Which tomatoes are customers preferring?
I think tomatoes is a very exciting area. We’re seeing consumers switching more and more to the smaller varieties, the sweeter eating varieties.
The key variety in tomato remains Piccolo because it is the most consistent, sweet eating variety. We have a high volume of varietal development at Thanet Earth, and we do that in conjunction with Hadlow College, as well, where we sponsor a student to look after our development glasshouses each year, and we see great feedback from that.
We work in conjunction with our customers to find the right selection for their shelves and try and offer some form of exclusivity every year on a new variety. ‘On the vine’ ranges are absolutely key to category success, and when you open the package, it’s still important to get that smell of tomatoes that we all remember from our youth. The products are a much more consistent eating quality from facilities like the high level investment we have at Thanet Earth in our glasshouses. When the product every day is consistent, we see strong consumer demand for that consistency.
Provenance also matters a lot in tomatoes, there’s strong consumer support for British production, so having the source as ‘Kent’ and having the Union flag on the pack is very strong in the eyes of the consumer, encouraging repeat purchases.
What’s happening with grapes?
Very interesting area, grapes. Again, I think grapes is one of the categories that’s come under greatest pressure from the deflationary effects in the UK retail market. We’ve seen in many ways a flattening of the retail structure on grapes, the differentiation between new varieties, different coloured varieties, has been diminished by the need to sell grapes at a known retail value, so we’ve seen grape packs being sold at values historically lower than we’ve seen for a very long time.

◆ **TO DO**:
[1] According to the produce interview, why has the difference between new and different-colored grape varieties become less marked in UK retail? Answer in one to three sentences.
[2] Repeat word for word the part of the produce interview that opens with the words containing "The key variety" and closes with "feedback from that.".
Rely only on the produce interview.

◆ **SUPPLIED RECORDS**:
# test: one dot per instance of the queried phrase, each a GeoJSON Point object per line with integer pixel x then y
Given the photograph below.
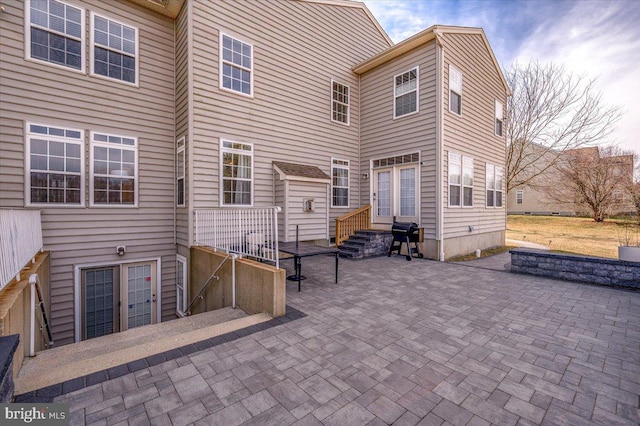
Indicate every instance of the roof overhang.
{"type": "Point", "coordinates": [169, 8]}
{"type": "Point", "coordinates": [423, 37]}
{"type": "Point", "coordinates": [300, 172]}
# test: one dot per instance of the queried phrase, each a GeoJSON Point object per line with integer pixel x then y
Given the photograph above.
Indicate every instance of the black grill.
{"type": "Point", "coordinates": [405, 232]}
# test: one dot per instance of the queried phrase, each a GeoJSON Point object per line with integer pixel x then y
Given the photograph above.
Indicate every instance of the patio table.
{"type": "Point", "coordinates": [300, 250]}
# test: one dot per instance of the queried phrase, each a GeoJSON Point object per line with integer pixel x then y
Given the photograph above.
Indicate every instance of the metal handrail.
{"type": "Point", "coordinates": [34, 281]}
{"type": "Point", "coordinates": [204, 286]}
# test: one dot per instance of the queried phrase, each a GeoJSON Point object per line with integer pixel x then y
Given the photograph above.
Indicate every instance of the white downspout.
{"type": "Point", "coordinates": [439, 148]}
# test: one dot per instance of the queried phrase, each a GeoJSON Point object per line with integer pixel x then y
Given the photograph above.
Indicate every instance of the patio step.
{"type": "Point", "coordinates": [366, 243]}
{"type": "Point", "coordinates": [67, 362]}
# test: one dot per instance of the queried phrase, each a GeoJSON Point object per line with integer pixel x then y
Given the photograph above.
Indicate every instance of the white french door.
{"type": "Point", "coordinates": [139, 298]}
{"type": "Point", "coordinates": [118, 297]}
{"type": "Point", "coordinates": [395, 193]}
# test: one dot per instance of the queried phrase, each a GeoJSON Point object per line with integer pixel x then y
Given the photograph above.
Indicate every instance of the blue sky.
{"type": "Point", "coordinates": [596, 38]}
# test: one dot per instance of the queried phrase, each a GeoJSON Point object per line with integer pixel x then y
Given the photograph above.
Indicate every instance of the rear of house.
{"type": "Point", "coordinates": [87, 137]}
{"type": "Point", "coordinates": [123, 119]}
{"type": "Point", "coordinates": [432, 139]}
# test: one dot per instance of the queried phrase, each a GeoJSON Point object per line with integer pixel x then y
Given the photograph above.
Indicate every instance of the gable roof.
{"type": "Point", "coordinates": [356, 5]}
{"type": "Point", "coordinates": [432, 33]}
{"type": "Point", "coordinates": [292, 171]}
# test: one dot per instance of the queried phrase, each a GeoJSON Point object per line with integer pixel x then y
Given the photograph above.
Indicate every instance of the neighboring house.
{"type": "Point", "coordinates": [547, 195]}
{"type": "Point", "coordinates": [119, 119]}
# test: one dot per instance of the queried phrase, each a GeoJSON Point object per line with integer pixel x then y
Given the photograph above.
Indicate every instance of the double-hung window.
{"type": "Point", "coordinates": [455, 90]}
{"type": "Point", "coordinates": [339, 183]}
{"type": "Point", "coordinates": [55, 33]}
{"type": "Point", "coordinates": [55, 161]}
{"type": "Point", "coordinates": [460, 181]}
{"type": "Point", "coordinates": [181, 285]}
{"type": "Point", "coordinates": [180, 172]}
{"type": "Point", "coordinates": [499, 118]}
{"type": "Point", "coordinates": [494, 186]}
{"type": "Point", "coordinates": [405, 99]}
{"type": "Point", "coordinates": [236, 65]}
{"type": "Point", "coordinates": [339, 102]}
{"type": "Point", "coordinates": [114, 170]}
{"type": "Point", "coordinates": [114, 49]}
{"type": "Point", "coordinates": [237, 173]}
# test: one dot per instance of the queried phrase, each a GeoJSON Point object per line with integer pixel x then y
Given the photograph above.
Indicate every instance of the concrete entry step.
{"type": "Point", "coordinates": [63, 363]}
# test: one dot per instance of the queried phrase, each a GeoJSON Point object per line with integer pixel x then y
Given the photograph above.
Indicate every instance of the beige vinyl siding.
{"type": "Point", "coordinates": [383, 136]}
{"type": "Point", "coordinates": [298, 48]}
{"type": "Point", "coordinates": [44, 94]}
{"type": "Point", "coordinates": [182, 32]}
{"type": "Point", "coordinates": [471, 134]}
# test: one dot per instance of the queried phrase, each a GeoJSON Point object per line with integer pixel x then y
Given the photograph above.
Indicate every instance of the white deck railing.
{"type": "Point", "coordinates": [248, 231]}
{"type": "Point", "coordinates": [20, 241]}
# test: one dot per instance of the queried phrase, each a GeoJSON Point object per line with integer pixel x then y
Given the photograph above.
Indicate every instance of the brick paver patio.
{"type": "Point", "coordinates": [402, 343]}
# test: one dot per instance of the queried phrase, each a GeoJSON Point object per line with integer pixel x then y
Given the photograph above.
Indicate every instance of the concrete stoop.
{"type": "Point", "coordinates": [64, 363]}
{"type": "Point", "coordinates": [366, 243]}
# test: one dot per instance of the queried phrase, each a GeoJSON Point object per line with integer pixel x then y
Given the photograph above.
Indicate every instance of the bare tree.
{"type": "Point", "coordinates": [550, 112]}
{"type": "Point", "coordinates": [594, 180]}
{"type": "Point", "coordinates": [633, 188]}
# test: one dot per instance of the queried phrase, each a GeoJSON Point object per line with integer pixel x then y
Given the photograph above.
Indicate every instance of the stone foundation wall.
{"type": "Point", "coordinates": [592, 270]}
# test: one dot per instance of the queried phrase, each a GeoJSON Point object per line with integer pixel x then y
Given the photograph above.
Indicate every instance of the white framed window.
{"type": "Point", "coordinates": [408, 190]}
{"type": "Point", "coordinates": [180, 172]}
{"type": "Point", "coordinates": [54, 33]}
{"type": "Point", "coordinates": [455, 90]}
{"type": "Point", "coordinates": [405, 100]}
{"type": "Point", "coordinates": [460, 181]}
{"type": "Point", "coordinates": [55, 165]}
{"type": "Point", "coordinates": [237, 173]}
{"type": "Point", "coordinates": [114, 49]}
{"type": "Point", "coordinates": [499, 113]}
{"type": "Point", "coordinates": [340, 101]}
{"type": "Point", "coordinates": [182, 285]}
{"type": "Point", "coordinates": [494, 186]}
{"type": "Point", "coordinates": [339, 183]}
{"type": "Point", "coordinates": [114, 170]}
{"type": "Point", "coordinates": [236, 65]}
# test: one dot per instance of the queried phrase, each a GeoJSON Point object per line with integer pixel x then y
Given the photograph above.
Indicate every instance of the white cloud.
{"type": "Point", "coordinates": [598, 40]}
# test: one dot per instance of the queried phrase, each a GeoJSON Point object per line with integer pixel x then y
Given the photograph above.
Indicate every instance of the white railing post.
{"type": "Point", "coordinates": [20, 241]}
{"type": "Point", "coordinates": [248, 231]}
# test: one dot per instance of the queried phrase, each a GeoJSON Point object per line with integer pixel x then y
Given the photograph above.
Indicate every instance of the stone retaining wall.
{"type": "Point", "coordinates": [593, 270]}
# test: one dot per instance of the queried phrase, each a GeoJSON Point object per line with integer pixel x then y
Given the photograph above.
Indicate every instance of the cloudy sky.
{"type": "Point", "coordinates": [596, 38]}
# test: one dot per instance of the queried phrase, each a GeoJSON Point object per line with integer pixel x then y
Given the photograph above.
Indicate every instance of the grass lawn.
{"type": "Point", "coordinates": [568, 234]}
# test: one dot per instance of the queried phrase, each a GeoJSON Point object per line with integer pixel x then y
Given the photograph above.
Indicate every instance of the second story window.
{"type": "Point", "coordinates": [114, 49]}
{"type": "Point", "coordinates": [237, 173]}
{"type": "Point", "coordinates": [499, 118]}
{"type": "Point", "coordinates": [236, 65]}
{"type": "Point", "coordinates": [55, 162]}
{"type": "Point", "coordinates": [339, 102]}
{"type": "Point", "coordinates": [339, 183]}
{"type": "Point", "coordinates": [55, 33]}
{"type": "Point", "coordinates": [494, 186]}
{"type": "Point", "coordinates": [405, 99]}
{"type": "Point", "coordinates": [114, 170]}
{"type": "Point", "coordinates": [455, 90]}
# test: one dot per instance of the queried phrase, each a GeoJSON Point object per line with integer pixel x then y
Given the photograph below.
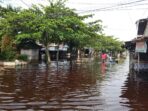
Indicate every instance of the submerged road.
{"type": "Point", "coordinates": [81, 87]}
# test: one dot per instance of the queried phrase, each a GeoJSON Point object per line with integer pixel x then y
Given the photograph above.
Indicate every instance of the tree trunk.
{"type": "Point", "coordinates": [57, 53]}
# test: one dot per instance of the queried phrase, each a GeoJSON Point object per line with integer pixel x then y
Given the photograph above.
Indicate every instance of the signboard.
{"type": "Point", "coordinates": [141, 47]}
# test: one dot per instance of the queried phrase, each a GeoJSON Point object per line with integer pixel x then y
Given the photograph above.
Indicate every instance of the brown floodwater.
{"type": "Point", "coordinates": [89, 86]}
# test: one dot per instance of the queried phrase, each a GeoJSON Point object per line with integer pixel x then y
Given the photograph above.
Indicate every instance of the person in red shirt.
{"type": "Point", "coordinates": [104, 57]}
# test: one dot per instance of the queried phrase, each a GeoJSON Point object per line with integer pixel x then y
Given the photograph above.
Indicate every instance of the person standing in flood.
{"type": "Point", "coordinates": [103, 57]}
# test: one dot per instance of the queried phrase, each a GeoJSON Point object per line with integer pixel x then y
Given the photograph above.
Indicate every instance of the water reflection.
{"type": "Point", "coordinates": [135, 93]}
{"type": "Point", "coordinates": [80, 87]}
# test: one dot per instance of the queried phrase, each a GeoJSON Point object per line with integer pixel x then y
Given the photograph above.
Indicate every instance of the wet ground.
{"type": "Point", "coordinates": [90, 86]}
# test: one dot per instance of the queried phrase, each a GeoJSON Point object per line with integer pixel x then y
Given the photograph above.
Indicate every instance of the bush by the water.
{"type": "Point", "coordinates": [7, 55]}
{"type": "Point", "coordinates": [22, 57]}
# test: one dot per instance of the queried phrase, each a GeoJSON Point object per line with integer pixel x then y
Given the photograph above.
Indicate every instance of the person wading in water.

◆ **SOLVED PROBLEMS**:
[1] Grapes have come under heavy pressure from deflation in the UK retail market. The need to sell them at a known retail value has flattened the retail structure and reduced the differentiation between varieties.

[2]
The key variety in tomato remains Piccolo because it is the most consistent, sweet eating variety. We have a high volume of varietal development at Thanet Earth, and we do that in conjunction with Hadlow College, as well, where we sponsor a student to look after our development glasshouses each year, and we see great feedback from that.